_AIM 1_
Please write out the part of the transfer window text starting at "I imagine the" and ending at "the ‘sales' even began.", word for word.

_DOCUMENT PASSAGE_
I never go to ‘The Sale' at Harrods or most of the other heavily televised sales.

The reason I never go is because I know that by the time I get there, there will only be the tat left for the likes of me. The real bargains will have gone already.

I imagine the transfer window is something like that – in the summer Billy turned up late at the sales with a fairly slim wallet and a shopping list only to find himself sternly directed to the jumble stall to rummage through what's left over trying to find a bargain here and there. The truth was that the real gems had long gone well before the ‘sales' even began.

When I was at school, if there was a particularly appealing tea with appetising cakes, the big lads – no matter where they were in the queue - would reach over, lick their finger, and put it on their favoured cake, usually the biggest one. That meant that it was reserved for them and no-one else. The more bold smaller boys risked a punch or a kick if they put their licked finger on a particularly favoured cake ahead of one of the bigger lads. But there was some semblance of rules – it wasn't Lord of the Flies run amok. At least everyone got a cake. No-one went around putting their finger encased in saliva on all the cakes they fancied – just the one they liked the best. And no-one nicked a cake that had already been ‘fingered'.

You can't say that about the Premiership. The biggest clubs lick their fingers and put it on their favoured player well before the transfer window (sometimes as long as a year) and if said player likes the attention along with the club's agreement, then it's all over bar the signing on the dotted line and the pay-off to the agent. Sometimes it isn't even one or two but several players. Occasionally there's the suspicion that the finger-licking has been done purely to spite another club or stop them from buying the player rather than from any intrinsic need of improving the squad.

When it's done properly the buying club approaches the selling club and gets agreement first before the player is aware that they've been earmarked to go to a new club in six months time. But now and again, a club chairman will complain that their player was approached without their permission and bleat about “the rules”.

There's a phrase for it – it's called “tapping up”. And it's against the rules. But this rule is rarely enforced. How do you enforce it? There are so many ways around it – clubs players meeting up at international games, agents having a chat, managers calling the injured (?) player to see how they are getting on and so on. Of course, now and again, there's a dispute between the big boys over one player – similar to that of my school days, you would get two burly lads shaping up over who put their finger on the biggest cake first.

_AIM 2_
Give the records below again exactly as they appear, all of them.

_SUPPLIED ENTRIES_
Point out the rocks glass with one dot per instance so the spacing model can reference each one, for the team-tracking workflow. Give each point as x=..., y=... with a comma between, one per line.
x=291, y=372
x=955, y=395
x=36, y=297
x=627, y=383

_RESULT 1_
I imagine the transfer window is something like that – in the summer Billy turned up late at the sales with a fairly slim wallet and a shopping list only to find himself sternly directed to the jumble stall to rummage through what's left over trying to find a bargain here and there. The truth was that the real gems had long gone well before the ‘sales' even began.

_RESULT 2_
Point out the rocks glass with one dot per instance so the spacing model can reference each one, for the team-tracking workflow. Give each point as x=..., y=... with a comma between, one per line.
x=291, y=372
x=955, y=395
x=36, y=297
x=627, y=383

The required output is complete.